(Supplied entries):
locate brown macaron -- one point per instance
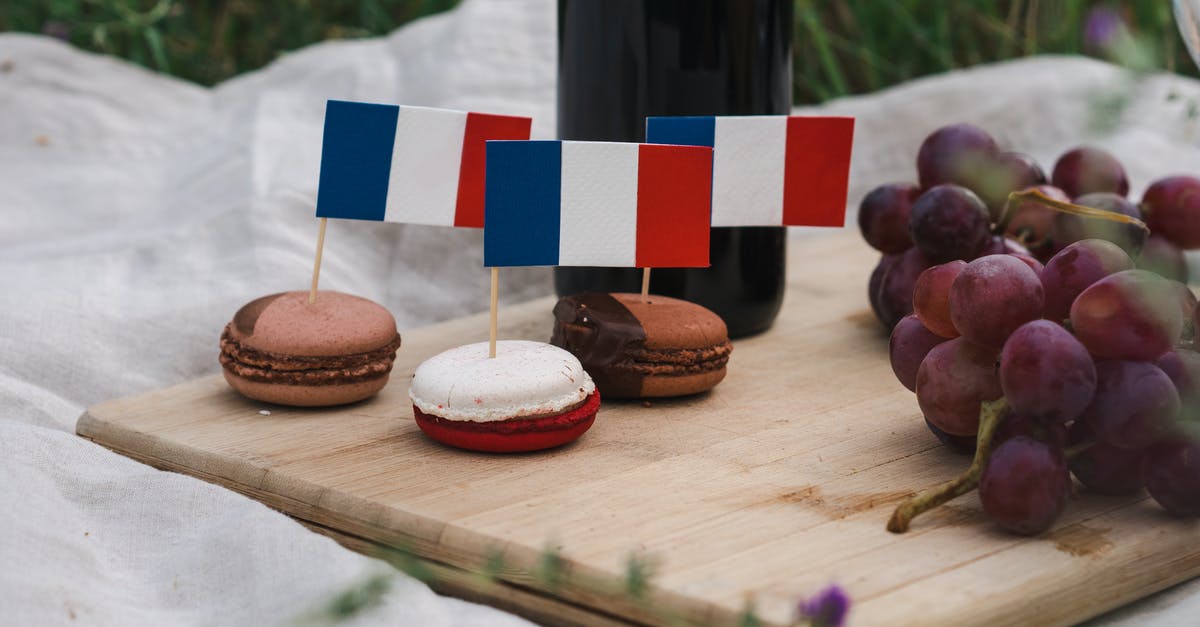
(280, 348)
(637, 348)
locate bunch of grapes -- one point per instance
(960, 210)
(1069, 351)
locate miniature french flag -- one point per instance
(769, 169)
(412, 165)
(597, 203)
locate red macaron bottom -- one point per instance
(515, 435)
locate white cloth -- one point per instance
(139, 212)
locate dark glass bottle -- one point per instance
(622, 60)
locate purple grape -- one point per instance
(1134, 405)
(883, 216)
(1162, 257)
(1087, 169)
(1002, 245)
(1128, 315)
(911, 341)
(1074, 269)
(1025, 485)
(1036, 266)
(898, 284)
(875, 284)
(958, 443)
(994, 296)
(1182, 366)
(1173, 210)
(952, 382)
(1102, 467)
(949, 222)
(1069, 228)
(1008, 172)
(931, 297)
(1171, 473)
(1187, 309)
(954, 154)
(1032, 224)
(1019, 424)
(1045, 372)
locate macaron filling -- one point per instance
(305, 370)
(633, 347)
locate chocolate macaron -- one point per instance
(280, 348)
(529, 396)
(637, 348)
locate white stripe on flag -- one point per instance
(748, 169)
(598, 224)
(426, 155)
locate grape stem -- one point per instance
(990, 412)
(1018, 197)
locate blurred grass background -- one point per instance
(841, 46)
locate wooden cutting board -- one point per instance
(762, 491)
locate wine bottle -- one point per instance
(622, 60)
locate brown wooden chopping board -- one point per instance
(765, 490)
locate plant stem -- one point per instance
(990, 413)
(1018, 197)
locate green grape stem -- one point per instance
(1018, 197)
(990, 412)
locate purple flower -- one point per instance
(828, 608)
(57, 29)
(1102, 28)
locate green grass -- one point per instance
(845, 47)
(841, 47)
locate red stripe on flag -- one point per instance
(675, 186)
(816, 171)
(481, 127)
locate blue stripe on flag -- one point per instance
(521, 203)
(682, 130)
(355, 160)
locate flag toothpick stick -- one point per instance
(316, 263)
(491, 324)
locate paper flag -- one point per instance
(769, 169)
(597, 203)
(411, 165)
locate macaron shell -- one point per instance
(523, 378)
(519, 435)
(306, 395)
(279, 348)
(675, 323)
(335, 324)
(681, 384)
(636, 347)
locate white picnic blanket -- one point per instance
(138, 212)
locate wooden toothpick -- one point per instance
(491, 324)
(316, 263)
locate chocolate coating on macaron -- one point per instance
(635, 348)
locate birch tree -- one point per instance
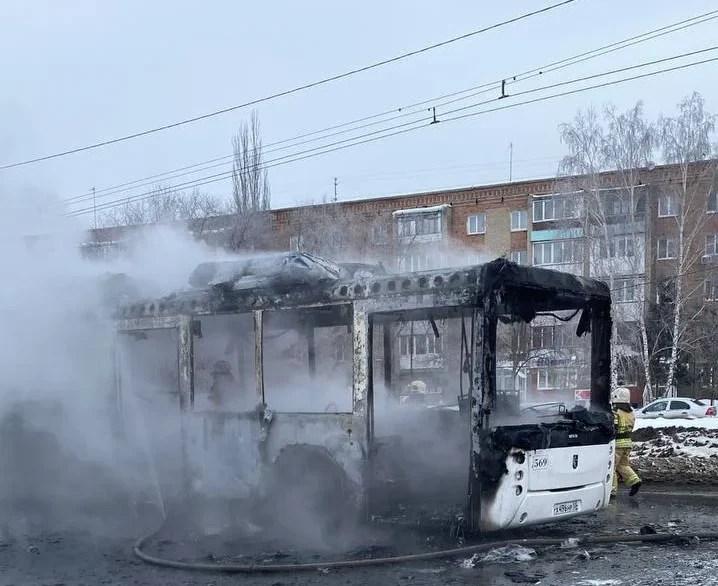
(164, 204)
(251, 195)
(623, 143)
(685, 141)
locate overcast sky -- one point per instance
(78, 72)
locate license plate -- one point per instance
(539, 462)
(566, 508)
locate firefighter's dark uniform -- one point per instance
(625, 421)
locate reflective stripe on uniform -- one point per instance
(624, 422)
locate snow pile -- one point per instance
(673, 454)
(703, 423)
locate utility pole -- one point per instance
(511, 162)
(94, 207)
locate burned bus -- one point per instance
(483, 388)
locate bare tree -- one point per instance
(685, 141)
(614, 215)
(164, 204)
(250, 185)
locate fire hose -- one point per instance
(423, 556)
(401, 559)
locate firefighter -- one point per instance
(624, 420)
(417, 392)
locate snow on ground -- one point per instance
(677, 451)
(704, 423)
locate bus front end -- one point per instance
(541, 425)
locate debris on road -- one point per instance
(676, 455)
(509, 554)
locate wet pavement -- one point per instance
(104, 556)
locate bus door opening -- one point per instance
(419, 447)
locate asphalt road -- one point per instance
(101, 555)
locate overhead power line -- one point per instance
(294, 90)
(411, 126)
(402, 113)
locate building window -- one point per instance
(711, 244)
(519, 220)
(711, 289)
(418, 226)
(547, 379)
(712, 203)
(520, 257)
(542, 337)
(421, 344)
(560, 208)
(624, 290)
(411, 263)
(667, 248)
(476, 224)
(558, 252)
(617, 205)
(296, 242)
(618, 247)
(667, 206)
(339, 239)
(380, 234)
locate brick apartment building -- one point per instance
(628, 234)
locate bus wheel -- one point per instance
(308, 495)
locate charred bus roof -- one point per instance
(301, 279)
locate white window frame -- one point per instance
(667, 205)
(710, 289)
(476, 224)
(712, 202)
(522, 220)
(557, 250)
(413, 262)
(547, 373)
(667, 240)
(416, 225)
(380, 234)
(558, 206)
(625, 290)
(296, 242)
(711, 245)
(618, 247)
(515, 256)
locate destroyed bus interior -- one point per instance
(343, 389)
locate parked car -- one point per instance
(676, 408)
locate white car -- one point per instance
(676, 408)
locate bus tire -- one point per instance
(306, 488)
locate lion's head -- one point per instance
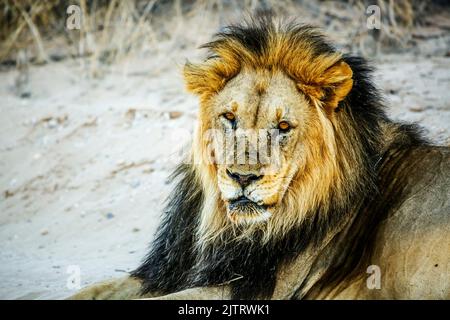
(273, 144)
(286, 152)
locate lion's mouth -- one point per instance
(243, 209)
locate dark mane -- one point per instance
(174, 263)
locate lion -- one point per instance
(355, 206)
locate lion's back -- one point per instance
(413, 244)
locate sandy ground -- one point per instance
(84, 163)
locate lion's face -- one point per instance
(281, 149)
(258, 121)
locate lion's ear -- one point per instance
(332, 86)
(206, 78)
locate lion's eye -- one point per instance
(284, 126)
(229, 116)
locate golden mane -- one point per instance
(335, 166)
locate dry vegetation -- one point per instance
(36, 31)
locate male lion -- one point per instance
(352, 191)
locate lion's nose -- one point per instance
(243, 179)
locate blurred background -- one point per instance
(94, 116)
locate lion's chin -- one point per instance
(243, 211)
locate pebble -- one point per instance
(175, 114)
(109, 215)
(416, 108)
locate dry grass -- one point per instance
(115, 30)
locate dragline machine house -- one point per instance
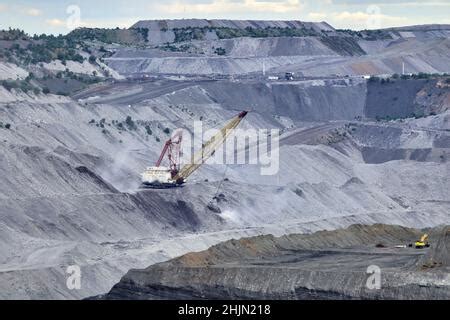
(172, 176)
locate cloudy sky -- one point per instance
(59, 16)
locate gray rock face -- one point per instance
(324, 265)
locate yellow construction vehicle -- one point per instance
(422, 242)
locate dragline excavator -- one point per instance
(160, 176)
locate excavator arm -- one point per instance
(209, 148)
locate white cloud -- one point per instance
(55, 22)
(34, 12)
(229, 6)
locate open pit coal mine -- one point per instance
(363, 166)
(322, 265)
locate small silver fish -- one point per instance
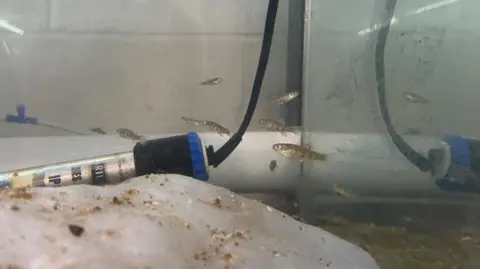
(343, 192)
(298, 152)
(276, 126)
(209, 125)
(273, 164)
(412, 131)
(129, 134)
(286, 98)
(98, 130)
(415, 98)
(212, 81)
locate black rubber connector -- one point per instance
(164, 155)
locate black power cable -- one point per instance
(413, 156)
(216, 158)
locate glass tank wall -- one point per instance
(367, 191)
(84, 68)
(78, 65)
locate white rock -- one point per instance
(164, 221)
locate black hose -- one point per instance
(413, 156)
(216, 158)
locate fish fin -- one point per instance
(295, 129)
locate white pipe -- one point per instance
(246, 170)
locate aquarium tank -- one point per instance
(357, 117)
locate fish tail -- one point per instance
(191, 121)
(319, 156)
(142, 139)
(295, 129)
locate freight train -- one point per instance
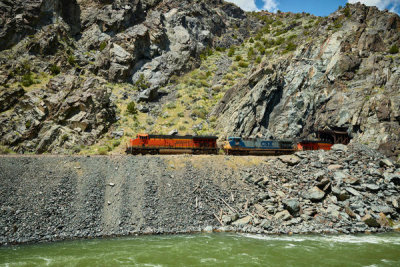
(188, 144)
(172, 144)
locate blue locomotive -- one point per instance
(258, 146)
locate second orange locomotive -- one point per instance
(172, 144)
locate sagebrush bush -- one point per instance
(131, 108)
(231, 51)
(27, 80)
(394, 49)
(243, 64)
(55, 70)
(238, 58)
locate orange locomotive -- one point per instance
(314, 145)
(172, 144)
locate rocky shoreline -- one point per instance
(347, 190)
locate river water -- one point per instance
(212, 250)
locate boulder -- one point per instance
(339, 148)
(371, 187)
(370, 220)
(283, 215)
(290, 160)
(9, 97)
(315, 194)
(353, 191)
(386, 163)
(292, 205)
(242, 221)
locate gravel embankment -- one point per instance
(48, 198)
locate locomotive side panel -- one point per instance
(160, 144)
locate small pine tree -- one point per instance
(231, 51)
(131, 108)
(394, 49)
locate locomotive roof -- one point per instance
(260, 138)
(183, 136)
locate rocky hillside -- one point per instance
(83, 76)
(60, 61)
(350, 189)
(342, 73)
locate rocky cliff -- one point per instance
(70, 70)
(58, 56)
(340, 76)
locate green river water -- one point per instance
(212, 250)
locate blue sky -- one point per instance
(316, 7)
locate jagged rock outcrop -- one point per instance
(20, 18)
(342, 78)
(120, 41)
(69, 111)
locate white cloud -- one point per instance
(245, 4)
(250, 5)
(381, 4)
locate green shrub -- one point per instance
(199, 112)
(5, 150)
(64, 137)
(71, 60)
(290, 47)
(102, 46)
(291, 37)
(102, 150)
(280, 41)
(231, 51)
(394, 49)
(347, 12)
(141, 83)
(55, 70)
(250, 52)
(243, 64)
(27, 80)
(204, 83)
(171, 106)
(131, 108)
(116, 143)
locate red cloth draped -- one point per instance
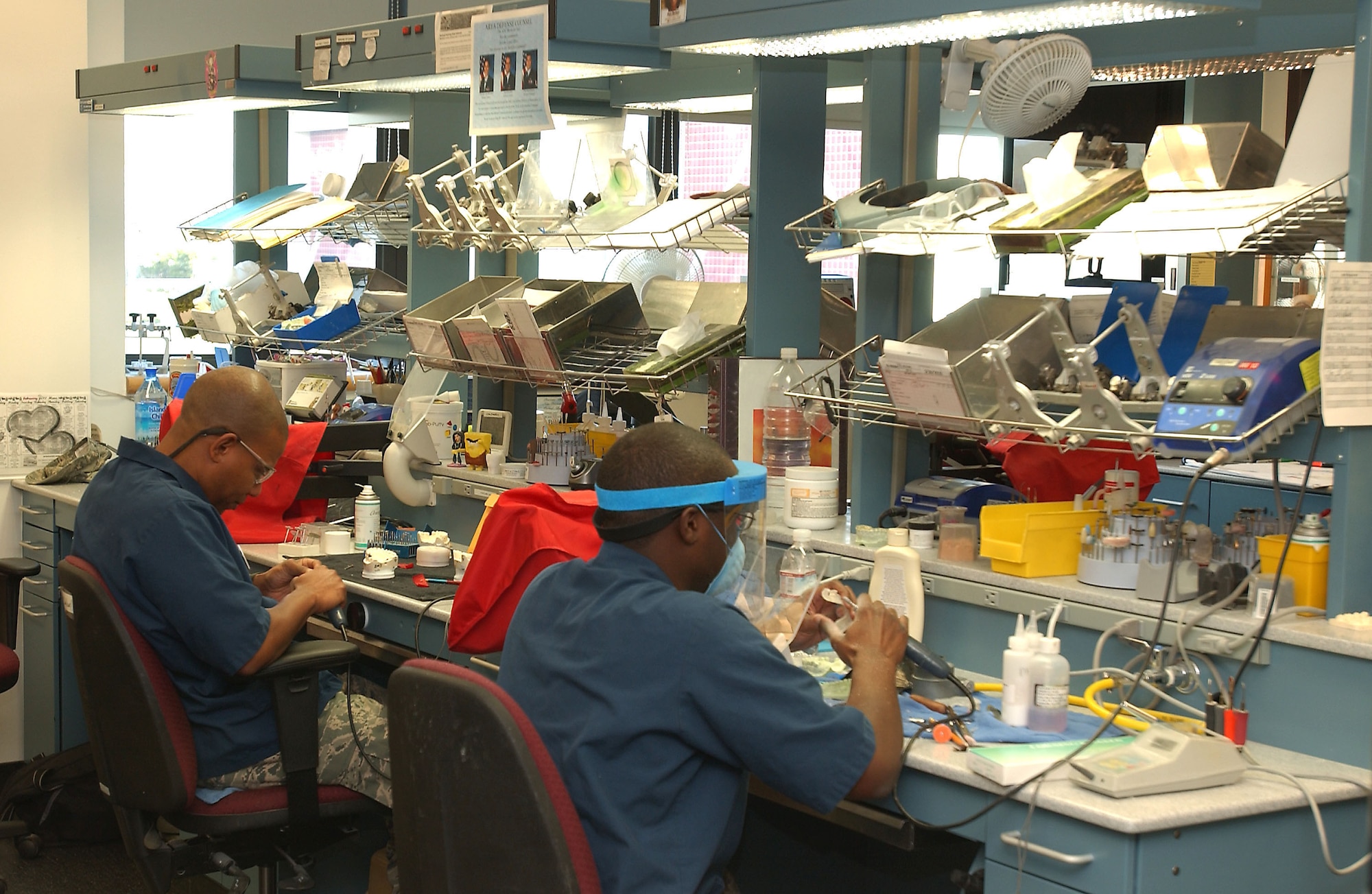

(Written task): How many lines of the listing above contain the string "glass", with uppercase and lowercase letters treated as different? Give only the number.

(Correct output): 2